Excerpted records from a collection:
◆ ◆ ◆ ◆ ◆

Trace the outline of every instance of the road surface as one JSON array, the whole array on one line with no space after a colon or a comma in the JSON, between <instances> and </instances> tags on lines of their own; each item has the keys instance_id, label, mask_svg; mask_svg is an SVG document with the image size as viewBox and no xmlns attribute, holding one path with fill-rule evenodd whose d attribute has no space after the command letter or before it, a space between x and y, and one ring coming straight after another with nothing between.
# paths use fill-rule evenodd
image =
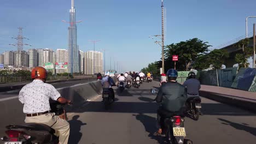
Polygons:
<instances>
[{"instance_id":1,"label":"road surface","mask_svg":"<svg viewBox=\"0 0 256 144\"><path fill-rule=\"evenodd\" d=\"M165 143L154 136L158 105L150 89L153 81L116 93L117 100L105 110L101 97L68 113L69 143ZM256 114L202 98L203 116L198 121L185 118L188 136L194 143L256 143Z\"/></svg>"}]
</instances>

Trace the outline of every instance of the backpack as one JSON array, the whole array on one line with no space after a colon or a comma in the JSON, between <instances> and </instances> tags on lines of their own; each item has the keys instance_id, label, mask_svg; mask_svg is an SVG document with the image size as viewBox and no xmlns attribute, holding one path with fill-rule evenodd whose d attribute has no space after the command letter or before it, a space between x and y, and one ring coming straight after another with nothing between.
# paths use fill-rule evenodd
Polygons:
<instances>
[{"instance_id":1,"label":"backpack","mask_svg":"<svg viewBox=\"0 0 256 144\"><path fill-rule=\"evenodd\" d=\"M107 80L105 80L105 81L103 82L102 88L109 88L109 86L110 86L109 78L108 78Z\"/></svg>"}]
</instances>

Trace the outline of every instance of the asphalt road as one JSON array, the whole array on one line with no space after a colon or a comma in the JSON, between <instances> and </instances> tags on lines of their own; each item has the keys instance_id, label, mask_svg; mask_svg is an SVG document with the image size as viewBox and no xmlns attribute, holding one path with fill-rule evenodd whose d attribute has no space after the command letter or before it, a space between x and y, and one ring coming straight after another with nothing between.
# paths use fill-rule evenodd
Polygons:
<instances>
[{"instance_id":1,"label":"asphalt road","mask_svg":"<svg viewBox=\"0 0 256 144\"><path fill-rule=\"evenodd\" d=\"M115 101L105 110L101 97L68 113L69 143L165 143L154 136L157 104L150 89L153 81L139 88L115 93ZM256 143L256 114L202 98L204 114L198 121L185 118L186 139L194 143Z\"/></svg>"}]
</instances>

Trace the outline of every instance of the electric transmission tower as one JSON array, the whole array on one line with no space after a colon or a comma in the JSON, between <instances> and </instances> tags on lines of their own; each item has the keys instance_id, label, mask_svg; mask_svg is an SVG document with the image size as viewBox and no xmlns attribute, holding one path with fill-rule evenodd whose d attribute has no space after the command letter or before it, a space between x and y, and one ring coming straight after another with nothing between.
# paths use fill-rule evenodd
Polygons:
<instances>
[{"instance_id":1,"label":"electric transmission tower","mask_svg":"<svg viewBox=\"0 0 256 144\"><path fill-rule=\"evenodd\" d=\"M9 44L10 45L13 45L17 47L17 55L16 55L16 64L18 67L22 67L24 65L24 54L22 53L23 51L23 46L28 45L32 46L31 45L27 44L23 44L23 39L29 39L23 37L22 35L22 27L19 27L19 33L16 37L11 38L12 39L15 39L17 40L17 43L11 44Z\"/></svg>"}]
</instances>

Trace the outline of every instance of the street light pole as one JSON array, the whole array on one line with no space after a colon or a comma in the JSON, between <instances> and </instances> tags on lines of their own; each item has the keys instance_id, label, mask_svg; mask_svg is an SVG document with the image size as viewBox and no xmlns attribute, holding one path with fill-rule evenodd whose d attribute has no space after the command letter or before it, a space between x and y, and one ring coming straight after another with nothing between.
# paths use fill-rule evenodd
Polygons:
<instances>
[{"instance_id":1,"label":"street light pole","mask_svg":"<svg viewBox=\"0 0 256 144\"><path fill-rule=\"evenodd\" d=\"M255 23L253 24L253 68L255 68L255 49L256 44L256 39L255 38Z\"/></svg>"},{"instance_id":2,"label":"street light pole","mask_svg":"<svg viewBox=\"0 0 256 144\"><path fill-rule=\"evenodd\" d=\"M246 17L246 38L248 38L248 18L253 18L253 17L256 17L256 16L249 16Z\"/></svg>"},{"instance_id":3,"label":"street light pole","mask_svg":"<svg viewBox=\"0 0 256 144\"><path fill-rule=\"evenodd\" d=\"M162 0L162 69L164 73L165 73L165 57L164 56L164 41L165 40L164 36L164 2Z\"/></svg>"}]
</instances>

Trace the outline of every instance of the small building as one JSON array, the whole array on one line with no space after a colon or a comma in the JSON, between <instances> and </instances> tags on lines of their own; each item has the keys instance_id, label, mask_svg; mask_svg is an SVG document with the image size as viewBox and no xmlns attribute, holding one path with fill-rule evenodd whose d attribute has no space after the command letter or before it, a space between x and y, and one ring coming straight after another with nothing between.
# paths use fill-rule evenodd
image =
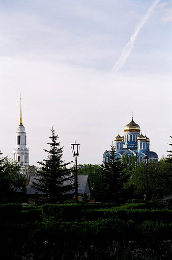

◆ ◆ ◆ ◆ ◆

- Exercise task:
Find each line in the material above that contains the string "pole", matching case exactly, and copy those lines out.

- Result below:
Trace the outline of every instance of the street light pole as one JSON array, the whole array on one line with no space after a colon or a comma in the JSON, between <instances> and </instances> tags on lines of their own; each item has the keys instance_id, label, mask_svg; mask_svg is an SVG document with the image size as viewBox and no xmlns attribute, holding one path with fill-rule evenodd whose d attribute has no space after the command letter or before it, a space between x and y, and one ring coming straight after another with nothing between.
[{"instance_id":1,"label":"street light pole","mask_svg":"<svg viewBox=\"0 0 256 144\"><path fill-rule=\"evenodd\" d=\"M255 23L253 24L253 68L255 68L255 49L256 44L256 39L255 38Z\"/></svg>"},{"instance_id":2,"label":"street light pole","mask_svg":"<svg viewBox=\"0 0 256 144\"><path fill-rule=\"evenodd\" d=\"M246 17L246 38L248 38L248 18L253 18L253 17L256 17L256 16L249 16Z\"/></svg>"},{"instance_id":3,"label":"street light pole","mask_svg":"<svg viewBox=\"0 0 256 144\"><path fill-rule=\"evenodd\" d=\"M162 0L162 69L164 73L165 73L165 57L164 56L164 41L165 40L164 36L164 2Z\"/></svg>"}]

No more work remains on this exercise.